Task to carry out:
Return the line containing "Please identify the man in" and all lines after it exactly; stop at the end of the material.

Stored dataset items:
━━━━━━
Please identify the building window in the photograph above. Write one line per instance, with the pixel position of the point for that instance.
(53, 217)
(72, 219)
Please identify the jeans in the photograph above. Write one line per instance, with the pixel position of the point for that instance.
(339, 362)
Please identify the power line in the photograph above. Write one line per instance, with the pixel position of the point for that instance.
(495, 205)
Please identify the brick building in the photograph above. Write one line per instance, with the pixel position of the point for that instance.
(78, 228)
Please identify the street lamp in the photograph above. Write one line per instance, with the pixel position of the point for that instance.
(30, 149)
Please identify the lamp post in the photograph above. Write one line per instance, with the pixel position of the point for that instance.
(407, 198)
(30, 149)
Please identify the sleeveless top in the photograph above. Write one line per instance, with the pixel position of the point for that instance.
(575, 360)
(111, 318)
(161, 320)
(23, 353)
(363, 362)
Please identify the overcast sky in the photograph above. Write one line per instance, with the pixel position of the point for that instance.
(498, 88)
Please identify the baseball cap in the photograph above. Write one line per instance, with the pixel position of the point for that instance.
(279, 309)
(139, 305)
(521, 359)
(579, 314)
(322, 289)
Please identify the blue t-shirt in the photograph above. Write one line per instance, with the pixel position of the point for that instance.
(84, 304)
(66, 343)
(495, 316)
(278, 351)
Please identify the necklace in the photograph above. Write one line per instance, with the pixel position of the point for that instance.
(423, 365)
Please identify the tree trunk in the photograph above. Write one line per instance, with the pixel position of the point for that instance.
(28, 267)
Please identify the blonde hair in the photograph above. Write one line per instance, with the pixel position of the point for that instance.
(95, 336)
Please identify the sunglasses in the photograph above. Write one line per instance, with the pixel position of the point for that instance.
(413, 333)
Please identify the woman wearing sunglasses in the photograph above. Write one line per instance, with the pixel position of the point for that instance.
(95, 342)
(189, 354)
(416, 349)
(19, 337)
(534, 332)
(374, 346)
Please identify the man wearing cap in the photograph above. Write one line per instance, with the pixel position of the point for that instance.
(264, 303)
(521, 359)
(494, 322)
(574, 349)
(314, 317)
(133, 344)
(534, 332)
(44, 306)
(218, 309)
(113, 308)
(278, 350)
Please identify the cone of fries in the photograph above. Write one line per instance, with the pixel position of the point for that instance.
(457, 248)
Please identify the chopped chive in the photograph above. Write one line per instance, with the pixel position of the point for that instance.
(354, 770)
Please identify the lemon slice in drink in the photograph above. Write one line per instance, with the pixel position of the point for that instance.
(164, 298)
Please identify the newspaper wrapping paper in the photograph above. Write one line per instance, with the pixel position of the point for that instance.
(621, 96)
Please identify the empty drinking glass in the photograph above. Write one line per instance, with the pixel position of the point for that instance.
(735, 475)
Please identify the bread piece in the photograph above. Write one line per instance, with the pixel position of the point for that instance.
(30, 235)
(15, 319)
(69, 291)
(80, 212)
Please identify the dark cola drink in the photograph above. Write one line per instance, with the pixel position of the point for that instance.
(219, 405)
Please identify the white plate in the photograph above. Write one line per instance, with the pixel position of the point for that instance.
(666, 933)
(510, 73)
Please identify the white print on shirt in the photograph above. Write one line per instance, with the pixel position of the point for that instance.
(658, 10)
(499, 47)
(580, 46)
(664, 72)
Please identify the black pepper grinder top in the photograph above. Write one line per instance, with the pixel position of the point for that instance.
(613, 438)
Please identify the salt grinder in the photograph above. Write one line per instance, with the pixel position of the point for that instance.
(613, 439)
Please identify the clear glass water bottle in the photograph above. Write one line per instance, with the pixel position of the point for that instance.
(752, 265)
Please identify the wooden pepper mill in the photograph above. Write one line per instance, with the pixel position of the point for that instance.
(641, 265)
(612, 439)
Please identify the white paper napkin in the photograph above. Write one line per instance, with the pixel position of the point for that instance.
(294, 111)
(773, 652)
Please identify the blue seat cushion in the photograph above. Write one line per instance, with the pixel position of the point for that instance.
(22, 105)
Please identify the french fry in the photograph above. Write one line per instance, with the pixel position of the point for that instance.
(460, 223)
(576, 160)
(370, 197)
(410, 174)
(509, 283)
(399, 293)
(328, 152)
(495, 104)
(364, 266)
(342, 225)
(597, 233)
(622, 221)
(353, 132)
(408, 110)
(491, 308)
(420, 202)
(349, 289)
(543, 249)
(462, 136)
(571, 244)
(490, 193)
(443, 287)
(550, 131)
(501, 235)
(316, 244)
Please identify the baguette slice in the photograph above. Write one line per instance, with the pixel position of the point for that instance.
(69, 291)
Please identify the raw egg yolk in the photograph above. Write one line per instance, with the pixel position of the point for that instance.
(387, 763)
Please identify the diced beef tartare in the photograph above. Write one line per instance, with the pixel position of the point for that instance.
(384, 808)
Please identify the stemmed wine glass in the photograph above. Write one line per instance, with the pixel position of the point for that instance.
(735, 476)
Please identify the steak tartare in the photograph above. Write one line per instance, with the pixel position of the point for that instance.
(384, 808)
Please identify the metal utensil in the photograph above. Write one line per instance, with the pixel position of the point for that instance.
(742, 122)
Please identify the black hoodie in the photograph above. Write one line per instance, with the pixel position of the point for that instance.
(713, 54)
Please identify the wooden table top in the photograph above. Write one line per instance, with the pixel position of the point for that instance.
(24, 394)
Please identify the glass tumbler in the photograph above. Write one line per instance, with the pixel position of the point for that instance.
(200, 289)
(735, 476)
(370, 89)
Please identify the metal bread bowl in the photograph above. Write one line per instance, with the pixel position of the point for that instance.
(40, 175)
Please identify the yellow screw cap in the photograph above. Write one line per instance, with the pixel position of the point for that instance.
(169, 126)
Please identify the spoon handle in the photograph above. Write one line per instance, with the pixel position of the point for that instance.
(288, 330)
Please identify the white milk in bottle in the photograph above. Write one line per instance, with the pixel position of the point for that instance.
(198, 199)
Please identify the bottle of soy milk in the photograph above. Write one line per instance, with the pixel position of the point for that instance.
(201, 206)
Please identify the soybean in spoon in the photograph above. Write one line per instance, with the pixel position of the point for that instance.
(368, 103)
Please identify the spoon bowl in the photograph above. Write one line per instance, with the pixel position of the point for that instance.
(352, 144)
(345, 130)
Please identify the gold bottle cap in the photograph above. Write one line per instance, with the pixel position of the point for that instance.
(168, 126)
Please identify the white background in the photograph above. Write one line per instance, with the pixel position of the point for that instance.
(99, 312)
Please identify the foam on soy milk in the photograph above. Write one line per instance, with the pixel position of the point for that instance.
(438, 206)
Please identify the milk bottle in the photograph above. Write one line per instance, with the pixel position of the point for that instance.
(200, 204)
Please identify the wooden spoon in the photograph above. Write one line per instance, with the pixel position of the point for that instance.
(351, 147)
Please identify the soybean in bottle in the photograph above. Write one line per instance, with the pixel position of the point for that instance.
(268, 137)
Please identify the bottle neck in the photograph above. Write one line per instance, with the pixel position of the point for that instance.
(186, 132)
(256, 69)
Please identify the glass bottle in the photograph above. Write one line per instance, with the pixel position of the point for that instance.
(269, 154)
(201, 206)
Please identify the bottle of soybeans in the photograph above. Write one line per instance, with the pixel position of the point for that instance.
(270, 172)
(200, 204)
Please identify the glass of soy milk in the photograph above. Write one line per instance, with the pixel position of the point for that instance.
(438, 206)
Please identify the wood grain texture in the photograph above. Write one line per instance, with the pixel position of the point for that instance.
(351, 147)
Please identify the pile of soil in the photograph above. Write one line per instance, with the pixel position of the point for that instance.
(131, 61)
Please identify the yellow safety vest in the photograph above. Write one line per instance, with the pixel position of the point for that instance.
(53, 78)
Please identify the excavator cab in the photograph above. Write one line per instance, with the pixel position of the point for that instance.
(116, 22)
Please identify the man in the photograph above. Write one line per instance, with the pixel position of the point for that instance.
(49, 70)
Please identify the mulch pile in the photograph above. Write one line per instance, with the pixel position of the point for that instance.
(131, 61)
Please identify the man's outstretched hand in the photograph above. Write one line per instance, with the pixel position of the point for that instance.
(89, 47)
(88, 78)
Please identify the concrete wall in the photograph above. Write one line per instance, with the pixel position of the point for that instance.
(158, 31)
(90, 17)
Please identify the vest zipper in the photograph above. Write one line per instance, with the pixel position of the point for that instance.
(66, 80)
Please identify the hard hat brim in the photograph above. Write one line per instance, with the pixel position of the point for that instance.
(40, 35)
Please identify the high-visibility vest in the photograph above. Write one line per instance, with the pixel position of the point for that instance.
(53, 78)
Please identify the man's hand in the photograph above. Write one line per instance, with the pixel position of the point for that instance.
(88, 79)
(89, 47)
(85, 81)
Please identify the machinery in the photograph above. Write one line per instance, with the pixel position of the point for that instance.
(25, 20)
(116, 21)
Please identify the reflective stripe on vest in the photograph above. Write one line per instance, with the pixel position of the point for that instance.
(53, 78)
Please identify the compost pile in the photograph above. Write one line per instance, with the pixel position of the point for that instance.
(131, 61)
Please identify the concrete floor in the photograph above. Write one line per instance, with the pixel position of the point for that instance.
━━━━━━
Result:
Please identify the man in the photograph above. Write one line per instance, with the pixel position of the point for that instance.
(49, 70)
Please identify the mulch pile in the photograph above. Write one line per instance, with the pixel position of the point for that instance.
(131, 61)
Please identify the man's outstretched hand in the photograph above. Write one line per instance, with the pixel position of the point for that instance.
(89, 47)
(88, 78)
Please identify the concrete wall in the photograph above. Write one line per instance, with the pixel position of the point for that instance.
(158, 31)
(90, 17)
Please identify the vest zipper in the photograph above. Write one line per instance, with the pixel position of the point for that instance.
(66, 80)
Please identify the hard hat brim in the photograph above. Write one line per instance, with the pixel position of the point for that instance.
(40, 35)
Please identify the high-visibility vest in the photograph above. Write one line per instance, with the pixel position of the point for that instance.
(53, 78)
Please identify the man's hand in the photograph above. Write one line per instance, with the pixel position of the point for that instance.
(88, 79)
(89, 47)
(85, 81)
Please identify the machinery in the photograph above. Write one line per instance, with the pixel position of the point for that instance.
(25, 20)
(116, 21)
Please identify the reflective stripe on vest in the photograph above. Write one line per instance, with the pixel position of the point for that instance.
(53, 78)
Please identify the compost pile in the photograph above. Write one line per instance, with the pixel position of the point for that instance.
(131, 61)
Please identify the concrete floor in the photograph above. Write one line per instance, with the pixel position of the point for that instance.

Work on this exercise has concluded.